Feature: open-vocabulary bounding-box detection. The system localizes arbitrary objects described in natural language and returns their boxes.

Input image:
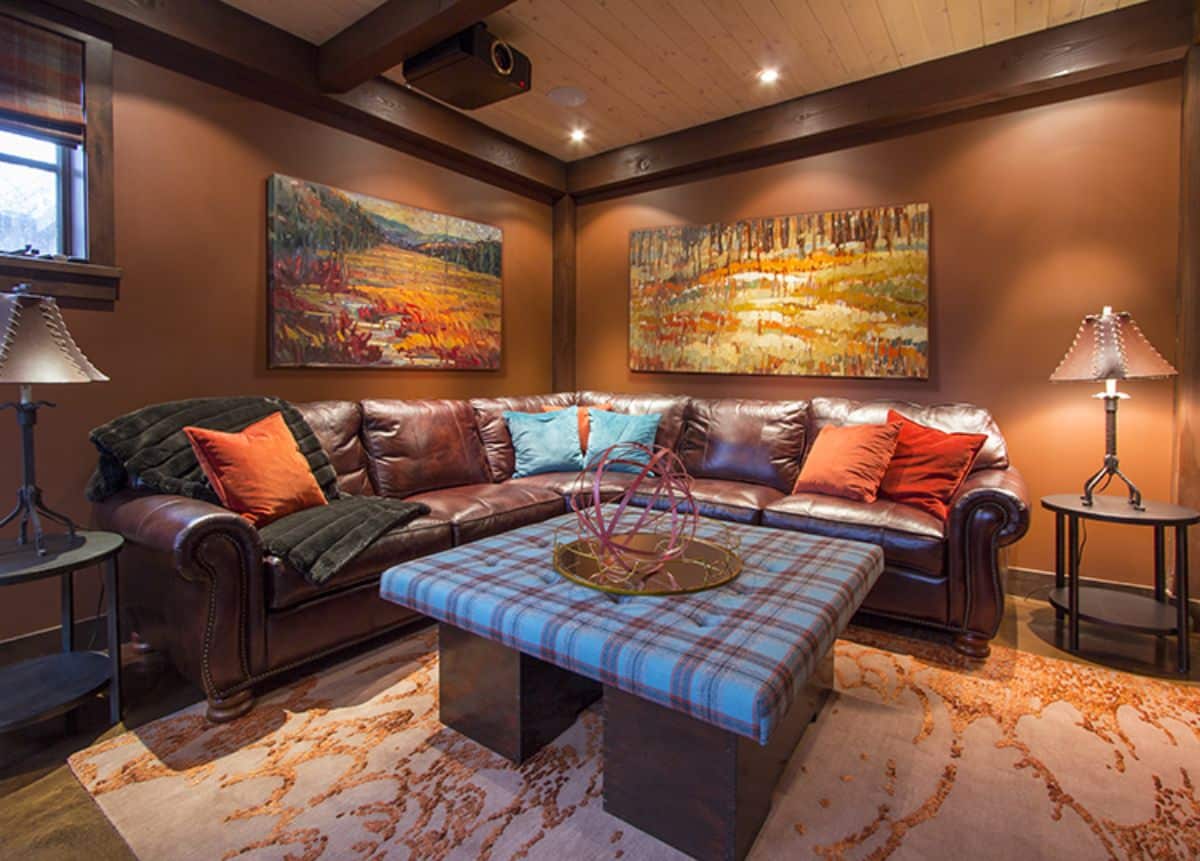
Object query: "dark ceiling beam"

[36,0,565,203]
[566,0,1195,203]
[317,0,512,92]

--------

**Task directions**
Reproduce the data above verbatim, omitting the image from your reproduction.

**Answer**
Feature: open-vocabulary bounding-box detection. The system localizes arbitrary objects described in natural language and returns their boxes.

Input image:
Object query: "dark ceiling beam"

[36,0,565,203]
[566,0,1195,203]
[317,0,512,92]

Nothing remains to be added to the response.